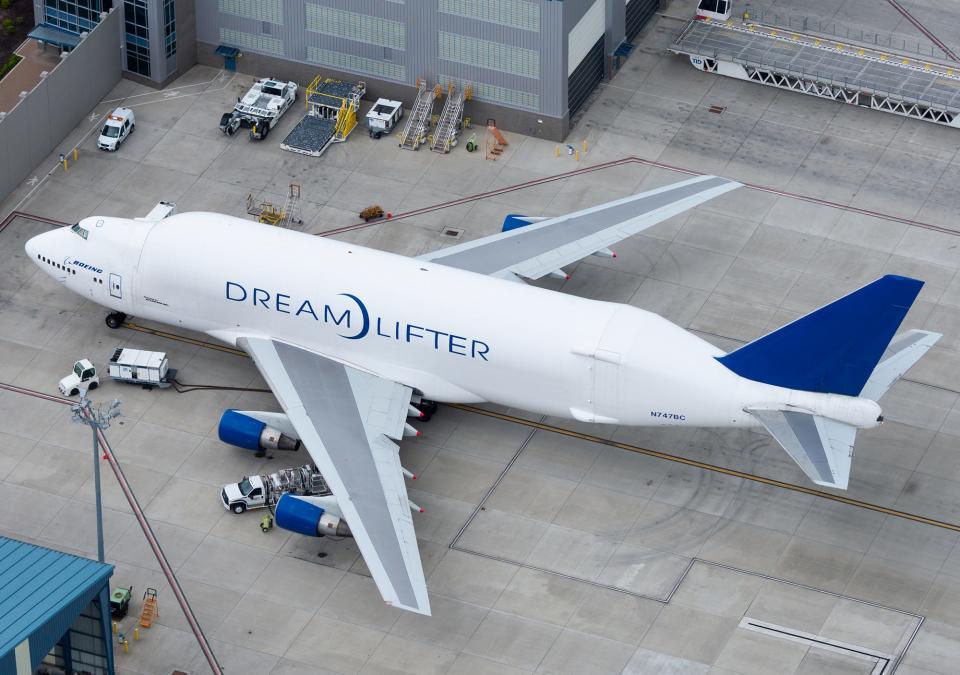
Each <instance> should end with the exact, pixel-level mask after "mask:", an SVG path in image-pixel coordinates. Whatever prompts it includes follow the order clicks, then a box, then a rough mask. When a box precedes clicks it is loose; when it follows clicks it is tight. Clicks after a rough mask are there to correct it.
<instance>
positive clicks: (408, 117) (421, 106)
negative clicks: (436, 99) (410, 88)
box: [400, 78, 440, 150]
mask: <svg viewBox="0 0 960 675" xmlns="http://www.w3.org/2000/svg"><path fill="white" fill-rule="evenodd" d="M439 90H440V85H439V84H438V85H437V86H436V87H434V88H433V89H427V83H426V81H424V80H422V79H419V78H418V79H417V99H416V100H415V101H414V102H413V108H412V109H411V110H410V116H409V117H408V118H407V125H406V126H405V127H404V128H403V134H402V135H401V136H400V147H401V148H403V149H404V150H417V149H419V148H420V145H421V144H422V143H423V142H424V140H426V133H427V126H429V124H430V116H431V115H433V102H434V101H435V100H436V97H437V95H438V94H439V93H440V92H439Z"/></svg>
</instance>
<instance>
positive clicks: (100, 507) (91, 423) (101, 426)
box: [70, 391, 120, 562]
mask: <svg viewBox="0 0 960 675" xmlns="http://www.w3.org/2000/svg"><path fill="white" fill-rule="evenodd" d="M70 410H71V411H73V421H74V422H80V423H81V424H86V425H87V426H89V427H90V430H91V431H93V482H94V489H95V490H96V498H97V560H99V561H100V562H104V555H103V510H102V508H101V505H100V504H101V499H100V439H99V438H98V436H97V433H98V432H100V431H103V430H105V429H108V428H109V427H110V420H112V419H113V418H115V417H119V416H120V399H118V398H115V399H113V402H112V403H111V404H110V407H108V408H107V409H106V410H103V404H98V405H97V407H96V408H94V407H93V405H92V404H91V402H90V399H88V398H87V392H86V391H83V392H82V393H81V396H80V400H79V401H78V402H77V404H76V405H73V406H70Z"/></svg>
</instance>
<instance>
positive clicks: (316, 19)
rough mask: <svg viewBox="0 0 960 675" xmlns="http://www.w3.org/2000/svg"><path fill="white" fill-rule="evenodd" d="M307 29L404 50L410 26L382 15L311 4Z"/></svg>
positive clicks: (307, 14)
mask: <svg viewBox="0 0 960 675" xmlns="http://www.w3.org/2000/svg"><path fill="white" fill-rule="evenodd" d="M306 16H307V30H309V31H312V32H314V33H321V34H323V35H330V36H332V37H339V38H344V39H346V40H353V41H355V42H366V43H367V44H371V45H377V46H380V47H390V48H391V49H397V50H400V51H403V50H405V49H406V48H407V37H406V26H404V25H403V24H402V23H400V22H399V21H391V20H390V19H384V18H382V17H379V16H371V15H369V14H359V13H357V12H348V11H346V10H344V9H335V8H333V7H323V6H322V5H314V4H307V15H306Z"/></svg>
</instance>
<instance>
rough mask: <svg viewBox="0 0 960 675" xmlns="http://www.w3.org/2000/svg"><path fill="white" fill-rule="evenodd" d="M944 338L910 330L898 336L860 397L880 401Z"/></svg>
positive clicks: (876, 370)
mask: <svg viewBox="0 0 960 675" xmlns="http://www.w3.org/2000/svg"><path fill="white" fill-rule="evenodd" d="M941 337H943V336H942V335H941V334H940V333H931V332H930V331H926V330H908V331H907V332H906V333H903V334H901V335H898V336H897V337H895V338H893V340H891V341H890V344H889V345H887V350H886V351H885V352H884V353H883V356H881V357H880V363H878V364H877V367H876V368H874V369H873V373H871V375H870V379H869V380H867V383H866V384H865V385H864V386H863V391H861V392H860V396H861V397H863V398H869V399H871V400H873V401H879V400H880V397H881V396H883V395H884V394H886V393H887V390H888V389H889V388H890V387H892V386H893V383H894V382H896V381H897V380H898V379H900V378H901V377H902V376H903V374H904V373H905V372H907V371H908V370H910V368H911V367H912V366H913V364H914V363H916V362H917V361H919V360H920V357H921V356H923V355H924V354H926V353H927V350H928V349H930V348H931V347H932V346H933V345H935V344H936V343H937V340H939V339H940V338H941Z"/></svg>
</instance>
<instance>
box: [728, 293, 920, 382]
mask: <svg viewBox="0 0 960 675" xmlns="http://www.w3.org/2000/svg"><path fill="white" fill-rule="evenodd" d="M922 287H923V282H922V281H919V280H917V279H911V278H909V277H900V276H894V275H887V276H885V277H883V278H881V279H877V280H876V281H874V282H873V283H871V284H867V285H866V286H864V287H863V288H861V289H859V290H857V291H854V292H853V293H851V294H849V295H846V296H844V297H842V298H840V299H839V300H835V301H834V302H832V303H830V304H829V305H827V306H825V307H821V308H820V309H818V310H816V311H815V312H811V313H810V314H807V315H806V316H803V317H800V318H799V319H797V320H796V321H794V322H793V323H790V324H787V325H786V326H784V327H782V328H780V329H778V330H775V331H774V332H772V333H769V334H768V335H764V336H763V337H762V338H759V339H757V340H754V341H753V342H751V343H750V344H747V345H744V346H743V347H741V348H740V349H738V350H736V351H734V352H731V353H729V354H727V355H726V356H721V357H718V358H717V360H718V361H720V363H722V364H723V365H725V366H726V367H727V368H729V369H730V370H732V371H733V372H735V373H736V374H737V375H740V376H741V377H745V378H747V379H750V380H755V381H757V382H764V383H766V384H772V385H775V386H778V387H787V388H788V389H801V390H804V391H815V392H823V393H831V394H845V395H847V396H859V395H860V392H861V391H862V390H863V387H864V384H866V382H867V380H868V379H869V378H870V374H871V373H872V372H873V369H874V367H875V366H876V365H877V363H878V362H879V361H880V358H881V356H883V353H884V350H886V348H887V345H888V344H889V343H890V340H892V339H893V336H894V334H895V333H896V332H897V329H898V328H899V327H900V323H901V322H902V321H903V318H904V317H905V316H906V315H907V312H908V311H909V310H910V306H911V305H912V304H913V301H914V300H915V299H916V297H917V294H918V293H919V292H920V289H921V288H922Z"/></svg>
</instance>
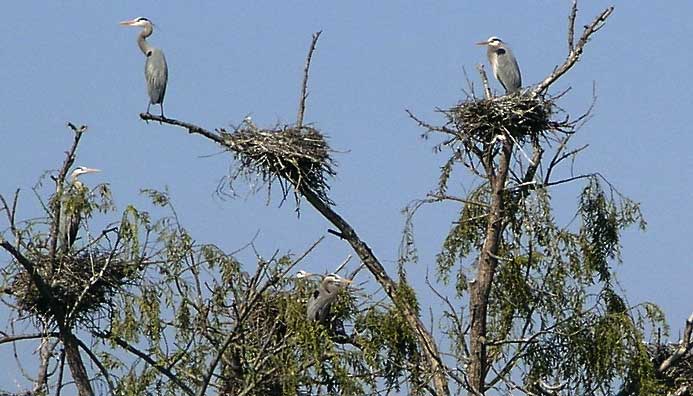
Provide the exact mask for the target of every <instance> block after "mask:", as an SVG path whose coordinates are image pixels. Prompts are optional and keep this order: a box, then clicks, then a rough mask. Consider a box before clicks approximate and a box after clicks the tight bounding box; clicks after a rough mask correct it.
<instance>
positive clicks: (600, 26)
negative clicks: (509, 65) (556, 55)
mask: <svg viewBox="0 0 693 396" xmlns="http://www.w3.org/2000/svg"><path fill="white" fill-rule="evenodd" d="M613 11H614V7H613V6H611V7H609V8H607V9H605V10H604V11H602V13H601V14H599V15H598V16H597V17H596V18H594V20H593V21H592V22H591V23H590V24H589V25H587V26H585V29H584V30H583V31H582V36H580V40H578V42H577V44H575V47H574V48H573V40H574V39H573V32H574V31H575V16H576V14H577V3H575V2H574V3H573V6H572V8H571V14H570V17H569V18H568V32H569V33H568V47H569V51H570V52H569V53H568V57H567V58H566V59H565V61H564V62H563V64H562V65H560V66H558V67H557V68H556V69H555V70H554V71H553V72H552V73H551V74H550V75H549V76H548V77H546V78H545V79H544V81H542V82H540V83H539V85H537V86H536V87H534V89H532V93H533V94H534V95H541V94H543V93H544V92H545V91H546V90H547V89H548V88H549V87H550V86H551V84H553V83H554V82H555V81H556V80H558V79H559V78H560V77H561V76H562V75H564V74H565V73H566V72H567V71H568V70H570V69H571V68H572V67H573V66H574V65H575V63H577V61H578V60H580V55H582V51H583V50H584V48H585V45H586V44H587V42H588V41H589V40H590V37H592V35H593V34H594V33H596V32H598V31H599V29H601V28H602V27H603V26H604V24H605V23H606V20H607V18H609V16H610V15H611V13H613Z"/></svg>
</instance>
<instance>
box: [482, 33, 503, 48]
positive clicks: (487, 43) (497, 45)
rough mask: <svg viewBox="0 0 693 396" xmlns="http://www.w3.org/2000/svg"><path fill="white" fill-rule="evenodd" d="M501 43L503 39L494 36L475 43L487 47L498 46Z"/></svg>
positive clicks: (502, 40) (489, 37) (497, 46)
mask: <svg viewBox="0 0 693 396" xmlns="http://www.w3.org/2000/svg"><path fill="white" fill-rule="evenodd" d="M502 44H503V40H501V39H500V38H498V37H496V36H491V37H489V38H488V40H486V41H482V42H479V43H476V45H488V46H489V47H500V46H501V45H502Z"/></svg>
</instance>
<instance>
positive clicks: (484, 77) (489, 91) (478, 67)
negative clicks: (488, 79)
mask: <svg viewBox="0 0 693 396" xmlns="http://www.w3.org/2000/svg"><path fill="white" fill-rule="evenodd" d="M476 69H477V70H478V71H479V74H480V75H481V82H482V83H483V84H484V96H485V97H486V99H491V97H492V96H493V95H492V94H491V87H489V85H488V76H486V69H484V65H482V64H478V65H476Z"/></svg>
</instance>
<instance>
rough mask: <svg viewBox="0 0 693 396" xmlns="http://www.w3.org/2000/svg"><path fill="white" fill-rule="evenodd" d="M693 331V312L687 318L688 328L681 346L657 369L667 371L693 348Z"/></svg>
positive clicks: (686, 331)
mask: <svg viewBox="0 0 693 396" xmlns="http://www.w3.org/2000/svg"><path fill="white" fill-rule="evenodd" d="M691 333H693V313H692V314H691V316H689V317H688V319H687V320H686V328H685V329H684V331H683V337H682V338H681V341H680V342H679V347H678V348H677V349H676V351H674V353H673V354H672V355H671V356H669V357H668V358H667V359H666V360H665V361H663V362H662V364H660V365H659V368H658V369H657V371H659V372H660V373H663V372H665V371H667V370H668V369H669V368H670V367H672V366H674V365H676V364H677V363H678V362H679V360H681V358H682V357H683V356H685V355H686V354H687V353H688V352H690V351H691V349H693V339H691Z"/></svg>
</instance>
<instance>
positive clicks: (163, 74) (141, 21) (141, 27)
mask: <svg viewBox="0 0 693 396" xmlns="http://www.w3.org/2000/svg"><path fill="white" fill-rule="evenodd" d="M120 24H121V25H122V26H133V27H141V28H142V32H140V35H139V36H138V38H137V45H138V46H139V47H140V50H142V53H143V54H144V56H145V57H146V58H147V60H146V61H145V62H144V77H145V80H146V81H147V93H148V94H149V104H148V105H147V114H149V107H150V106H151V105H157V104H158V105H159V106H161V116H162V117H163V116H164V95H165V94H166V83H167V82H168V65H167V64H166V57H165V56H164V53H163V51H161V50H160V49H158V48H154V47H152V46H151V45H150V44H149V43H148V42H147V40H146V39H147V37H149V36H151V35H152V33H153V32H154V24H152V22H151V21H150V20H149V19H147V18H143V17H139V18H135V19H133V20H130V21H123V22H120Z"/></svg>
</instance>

What to produce -
Express the stretch from the start of the rows through the row containing "box: [400, 78, 440, 150]" as a Markdown table with the columns "No." and "Line", numbering each row and omitting blank lines and pictures.

Written answer -
| No. | Line |
|---|---|
| 1 | Each <instance> should end with the exact, pixel-level mask after "mask:", an SVG path in image-pixel coordinates. Whatever prompts it includes follow the order clicks, then a box, then a rough mask. When a box precedes clicks it is loose; when it follows clicks it is tight. Clicks after a rough mask are there to correct it. |
| 2 | <instance> |
| 3 | positive clicks: (408, 117) (421, 106) |
| 4 | negative clicks: (436, 99) (410, 88) |
| 5 | box: [400, 78, 440, 150] |